**文本节选**
--

创新实训爬虫篇2——《山东大学相关知网文章爬虫》_# 获取作者单位 print('正在获取institute...') try:-CSDN博客

本文链接：https://blog.csdn.net/m0_62303445/article/details/139135105

前言

在当今数据驱动的时代，如何高效地从网络中获取有用的信息成为了研究人员和开发者们关心的重要问题。本文将介绍如何通过Python编写爬虫，结合Selenium自动化工具，从中国知网（CNKI）中爬取有关山东大学的学术数据。希望通过分享我的实践经验，能为有类似需求的读者提供一些参考。

爬虫工具简介

Selenium 是一个用于Web应用程序测试的工具。它提供了一系列的API，可以驱动浏览器执行各种操作，如点击、输入文本、获取页面元素等。通过Selenium，我们可以模拟人类操作，自动化地进行网页数据的爬取。

爬取目标

本次爬取的目标是获取中国知网中关于“大数据”主题的学术论文，并提取以下信息：

论文基本信息：标题、作者、发表日期、来源、数据库等。
作者详细信息：作者所在机构、标签、总发文量、总下载量、关注领域等。

爬虫代码实现

以下是完整的爬虫代码：

import time
import concurrent.futures
from selenium import webdriver
from selenium.webdriver.support.ui import WebDriverWait
from selenium.webdriver.support import expected_conditions as EC
from selenium.webdriver.common.by import By
from selenium.webdriver.common.desired_capabilities import DesiredCapabilities
from selenium.webdriver.common.action_chains import ActionChains
import os
import csv

def webserver():
    desired_capabilities = DesiredCapabilities.EDGE
    desired_capabilities["pageLoadStrategy"] = "none"

    options = webdriver.EdgeOptions()
    options.add_experimental_option("prefs", {"profile.managed_default_content_settings.images": 2})

    driver = webdriver.Edge(options=options)
    return driver

def open_page(driver, keyword):
    driver.get("https://kns.cnki.net/kns8/AdvSearch")
    time.sleep(1)

    opt = driver.find_element(By.CSS_SELECTOR, 'div.sort-list')
    driver.execute_script("arguments[0].setAttribute('style', 'display: block;')", opt)

    ActionChains(driver).move_to_element(driver.find_element(By.CSS_SELECTOR, 'li[data-val="RP"]')).perform()

    WebDriverWait(driver, 100).until(
        EC.presence_of_element_located((By.XPATH, '''//*[@id="gradetxt"]/dd[1]/div[2]/input'''))
    ).send_keys(keyword)

--

**所给资料**
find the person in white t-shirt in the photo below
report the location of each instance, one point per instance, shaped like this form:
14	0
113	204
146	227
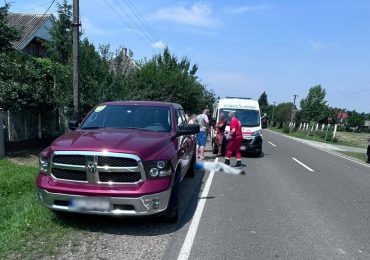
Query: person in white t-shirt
203	123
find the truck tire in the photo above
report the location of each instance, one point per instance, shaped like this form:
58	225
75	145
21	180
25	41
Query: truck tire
259	153
191	171
172	212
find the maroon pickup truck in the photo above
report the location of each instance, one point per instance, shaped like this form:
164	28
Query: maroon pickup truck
126	158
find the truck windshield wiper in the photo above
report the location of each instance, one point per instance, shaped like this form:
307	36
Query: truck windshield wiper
137	128
91	127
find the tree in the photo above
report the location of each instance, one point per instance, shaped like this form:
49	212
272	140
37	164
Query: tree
165	78
313	107
355	120
8	34
283	112
59	47
262	101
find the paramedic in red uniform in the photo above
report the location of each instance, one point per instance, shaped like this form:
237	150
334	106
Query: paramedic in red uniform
234	141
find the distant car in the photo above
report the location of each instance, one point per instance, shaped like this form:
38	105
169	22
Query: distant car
247	111
126	158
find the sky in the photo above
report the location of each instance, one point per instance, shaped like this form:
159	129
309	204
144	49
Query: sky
243	48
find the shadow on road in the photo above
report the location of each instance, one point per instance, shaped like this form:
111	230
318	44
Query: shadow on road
153	226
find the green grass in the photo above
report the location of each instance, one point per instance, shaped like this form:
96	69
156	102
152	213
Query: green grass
353	139
360	156
27	230
342	138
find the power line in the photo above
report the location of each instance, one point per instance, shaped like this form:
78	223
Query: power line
134	22
137	13
126	23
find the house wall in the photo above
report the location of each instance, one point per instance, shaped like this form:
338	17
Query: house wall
35	48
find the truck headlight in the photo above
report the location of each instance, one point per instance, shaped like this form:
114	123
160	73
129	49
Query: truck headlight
154	169
256	133
44	164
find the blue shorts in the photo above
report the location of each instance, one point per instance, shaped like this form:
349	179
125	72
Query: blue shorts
202	138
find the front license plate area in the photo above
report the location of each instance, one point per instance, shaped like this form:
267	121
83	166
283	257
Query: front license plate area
90	204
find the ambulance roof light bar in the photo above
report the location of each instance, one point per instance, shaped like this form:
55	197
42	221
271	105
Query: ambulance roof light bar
239	97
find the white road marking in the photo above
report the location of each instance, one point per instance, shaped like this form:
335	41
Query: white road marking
190	236
302	164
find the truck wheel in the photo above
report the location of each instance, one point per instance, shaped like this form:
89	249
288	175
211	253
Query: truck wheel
172	212
259	152
191	171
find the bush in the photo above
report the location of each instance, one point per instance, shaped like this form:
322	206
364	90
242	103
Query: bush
286	129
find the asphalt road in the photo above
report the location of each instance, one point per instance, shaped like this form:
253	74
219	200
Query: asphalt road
295	202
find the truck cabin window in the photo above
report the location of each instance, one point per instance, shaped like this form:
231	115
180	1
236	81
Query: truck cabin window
248	118
146	118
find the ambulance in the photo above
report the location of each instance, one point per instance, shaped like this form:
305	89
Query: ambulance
247	111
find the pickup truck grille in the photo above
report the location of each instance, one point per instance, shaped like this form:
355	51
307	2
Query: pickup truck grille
97	168
70	159
102	160
119	176
69	175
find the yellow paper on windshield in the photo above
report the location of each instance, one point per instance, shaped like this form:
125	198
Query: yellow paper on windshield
99	108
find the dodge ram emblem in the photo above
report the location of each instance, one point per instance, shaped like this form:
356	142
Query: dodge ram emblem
91	167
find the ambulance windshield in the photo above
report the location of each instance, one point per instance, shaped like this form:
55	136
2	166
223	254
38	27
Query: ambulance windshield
248	118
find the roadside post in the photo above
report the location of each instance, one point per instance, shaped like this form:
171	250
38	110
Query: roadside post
2	141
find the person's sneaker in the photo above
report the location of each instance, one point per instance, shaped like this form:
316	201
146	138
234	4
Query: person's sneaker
238	164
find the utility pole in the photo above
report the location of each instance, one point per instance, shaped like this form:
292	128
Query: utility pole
291	119
273	112
75	58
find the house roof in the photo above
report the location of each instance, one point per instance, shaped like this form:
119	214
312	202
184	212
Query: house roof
28	24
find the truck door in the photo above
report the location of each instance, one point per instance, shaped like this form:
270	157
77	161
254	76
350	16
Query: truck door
184	142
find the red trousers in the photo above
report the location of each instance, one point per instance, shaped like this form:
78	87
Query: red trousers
234	146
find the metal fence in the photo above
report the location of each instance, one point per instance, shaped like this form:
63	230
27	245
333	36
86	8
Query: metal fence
22	130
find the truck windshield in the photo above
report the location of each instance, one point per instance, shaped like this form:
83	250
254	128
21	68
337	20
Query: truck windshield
248	118
145	118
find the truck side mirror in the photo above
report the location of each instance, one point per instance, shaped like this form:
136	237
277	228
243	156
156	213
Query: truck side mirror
73	125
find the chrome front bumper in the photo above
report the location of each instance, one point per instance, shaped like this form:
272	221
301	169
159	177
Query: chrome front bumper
118	206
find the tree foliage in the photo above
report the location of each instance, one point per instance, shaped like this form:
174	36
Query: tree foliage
166	78
283	112
262	101
314	107
8	34
45	84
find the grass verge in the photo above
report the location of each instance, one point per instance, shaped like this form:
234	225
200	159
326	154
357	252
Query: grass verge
342	138
360	156
27	230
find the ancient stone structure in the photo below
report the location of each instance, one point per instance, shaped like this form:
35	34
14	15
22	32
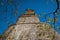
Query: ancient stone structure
28	27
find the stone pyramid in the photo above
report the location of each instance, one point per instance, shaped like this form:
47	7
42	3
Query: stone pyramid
28	27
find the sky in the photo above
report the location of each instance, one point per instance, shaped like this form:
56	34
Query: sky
10	10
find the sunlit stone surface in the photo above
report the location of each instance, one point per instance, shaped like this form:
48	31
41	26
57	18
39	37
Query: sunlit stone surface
28	27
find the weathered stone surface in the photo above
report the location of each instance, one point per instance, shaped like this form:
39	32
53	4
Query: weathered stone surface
30	28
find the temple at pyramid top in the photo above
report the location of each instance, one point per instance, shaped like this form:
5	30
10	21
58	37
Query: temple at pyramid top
29	11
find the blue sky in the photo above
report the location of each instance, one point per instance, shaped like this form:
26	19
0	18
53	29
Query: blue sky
40	7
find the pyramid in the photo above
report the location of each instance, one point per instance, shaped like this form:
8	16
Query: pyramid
28	27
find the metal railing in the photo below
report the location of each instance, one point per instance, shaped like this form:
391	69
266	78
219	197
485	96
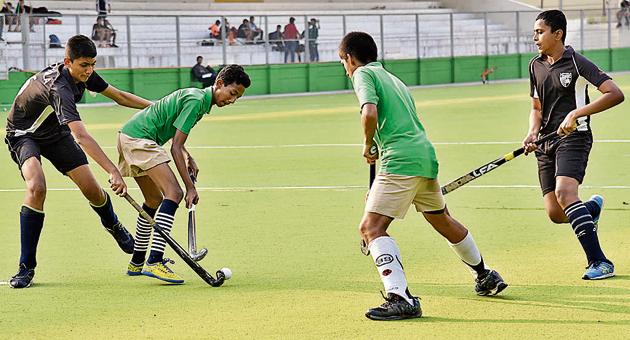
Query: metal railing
172	41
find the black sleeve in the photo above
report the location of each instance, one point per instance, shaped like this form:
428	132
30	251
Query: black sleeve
590	71
96	84
62	101
532	79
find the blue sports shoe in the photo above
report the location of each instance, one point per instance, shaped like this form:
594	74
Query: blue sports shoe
599	270
599	200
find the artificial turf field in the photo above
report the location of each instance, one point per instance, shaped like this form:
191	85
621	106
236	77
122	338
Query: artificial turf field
282	188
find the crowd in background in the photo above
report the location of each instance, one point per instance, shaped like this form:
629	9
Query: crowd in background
285	40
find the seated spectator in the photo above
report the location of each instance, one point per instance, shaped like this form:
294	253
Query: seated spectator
623	13
104	33
244	34
215	30
205	74
275	39
55	42
256	32
103	7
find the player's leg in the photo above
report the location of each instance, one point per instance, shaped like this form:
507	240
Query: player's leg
152	200
430	202
26	153
385	202
571	159
68	158
165	180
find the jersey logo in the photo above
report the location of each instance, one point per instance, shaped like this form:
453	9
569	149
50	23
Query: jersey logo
565	79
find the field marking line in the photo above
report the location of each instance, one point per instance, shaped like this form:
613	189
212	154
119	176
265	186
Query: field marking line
324	145
345	187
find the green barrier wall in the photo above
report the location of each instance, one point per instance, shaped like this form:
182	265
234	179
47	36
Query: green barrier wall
295	78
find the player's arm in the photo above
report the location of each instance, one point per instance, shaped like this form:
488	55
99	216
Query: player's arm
611	96
178	152
369	120
125	98
191	165
91	147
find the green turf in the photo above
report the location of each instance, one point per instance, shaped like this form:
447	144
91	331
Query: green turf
298	272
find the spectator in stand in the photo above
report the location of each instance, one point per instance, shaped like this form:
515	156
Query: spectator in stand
291	37
103	7
104	33
256	32
623	13
313	33
1	18
275	39
215	30
205	74
244	34
20	10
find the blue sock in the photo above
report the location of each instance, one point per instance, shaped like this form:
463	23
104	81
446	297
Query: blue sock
106	212
584	228
143	234
31	224
165	217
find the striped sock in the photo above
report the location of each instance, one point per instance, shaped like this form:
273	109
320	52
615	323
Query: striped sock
584	228
143	235
164	218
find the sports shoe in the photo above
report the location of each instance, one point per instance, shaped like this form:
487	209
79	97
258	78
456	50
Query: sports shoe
134	269
123	238
23	279
395	308
599	270
599	200
162	272
490	284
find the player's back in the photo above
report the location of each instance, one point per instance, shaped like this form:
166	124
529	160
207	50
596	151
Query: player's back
405	148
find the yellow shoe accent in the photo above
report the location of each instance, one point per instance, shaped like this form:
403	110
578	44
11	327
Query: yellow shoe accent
134	270
162	272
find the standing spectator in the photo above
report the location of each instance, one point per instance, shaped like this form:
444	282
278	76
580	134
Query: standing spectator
275	39
313	33
215	30
624	12
243	34
291	37
2	18
256	32
205	74
20	10
103	7
104	33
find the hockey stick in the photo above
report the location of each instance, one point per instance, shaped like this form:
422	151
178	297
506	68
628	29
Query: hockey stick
220	275
484	169
192	233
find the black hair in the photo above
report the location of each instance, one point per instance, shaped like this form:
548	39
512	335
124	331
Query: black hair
556	20
234	74
80	46
360	46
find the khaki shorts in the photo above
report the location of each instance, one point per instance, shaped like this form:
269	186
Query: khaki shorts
391	195
137	155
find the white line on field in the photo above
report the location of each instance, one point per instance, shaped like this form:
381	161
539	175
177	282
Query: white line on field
345	187
355	145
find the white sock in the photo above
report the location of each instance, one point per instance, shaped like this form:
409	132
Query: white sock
389	265
467	251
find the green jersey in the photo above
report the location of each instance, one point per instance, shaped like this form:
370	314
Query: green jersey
180	110
404	146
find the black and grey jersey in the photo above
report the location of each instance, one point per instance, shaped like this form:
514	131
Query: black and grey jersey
563	87
46	103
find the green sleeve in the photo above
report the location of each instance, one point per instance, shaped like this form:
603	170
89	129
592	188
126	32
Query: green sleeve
365	87
189	114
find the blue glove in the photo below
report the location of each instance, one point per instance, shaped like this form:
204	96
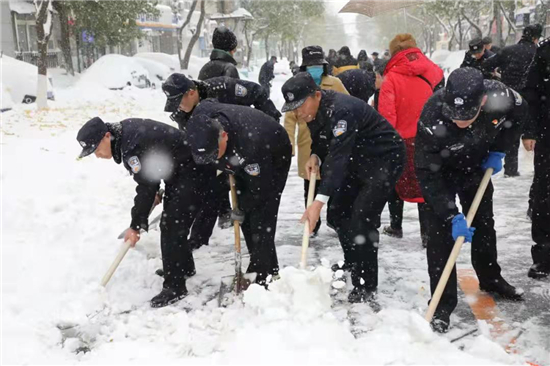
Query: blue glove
460	228
494	160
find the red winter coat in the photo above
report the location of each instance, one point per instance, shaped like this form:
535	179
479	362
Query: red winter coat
409	79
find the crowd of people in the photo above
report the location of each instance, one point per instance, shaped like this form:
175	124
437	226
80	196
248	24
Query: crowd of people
376	131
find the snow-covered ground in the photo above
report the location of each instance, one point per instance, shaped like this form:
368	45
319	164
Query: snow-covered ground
61	217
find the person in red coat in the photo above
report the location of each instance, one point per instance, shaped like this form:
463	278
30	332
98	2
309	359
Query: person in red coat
410	78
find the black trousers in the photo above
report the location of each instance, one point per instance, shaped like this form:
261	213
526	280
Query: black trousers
260	223
216	203
511	159
355	210
540	228
181	204
395	206
483	246
306	192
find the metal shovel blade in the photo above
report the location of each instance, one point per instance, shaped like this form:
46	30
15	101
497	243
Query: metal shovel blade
234	285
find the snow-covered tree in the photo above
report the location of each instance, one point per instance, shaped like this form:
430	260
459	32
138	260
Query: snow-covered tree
44	15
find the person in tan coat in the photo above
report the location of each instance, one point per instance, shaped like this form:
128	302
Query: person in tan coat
313	61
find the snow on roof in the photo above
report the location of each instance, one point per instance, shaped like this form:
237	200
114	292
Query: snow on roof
239	13
525	10
22	7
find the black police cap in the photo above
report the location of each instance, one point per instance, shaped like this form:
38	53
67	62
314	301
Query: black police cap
204	135
312	56
175	87
90	135
476	45
463	94
297	89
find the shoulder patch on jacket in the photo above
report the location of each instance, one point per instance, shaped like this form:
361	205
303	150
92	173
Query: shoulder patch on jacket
517	97
134	164
240	90
252	169
341	127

--

**练习任务**
(1) 请用两句话概括这篇节选。
(2) 请统计各条目中含有字符串“crowd”的行数，仅回答数字。

**参考答案**
(1) 这篇节选介绍了如何用Python编写爬虫，并结合Selenium自动化工具，从中国知网爬取有关山东大学的学术数据。其爬取目标是知网中“大数据”主题的学术论文，需提取标题、作者、发表日期等论文基本信息，以及作者所在机构、总发文量等作者详细信息。

(2) 4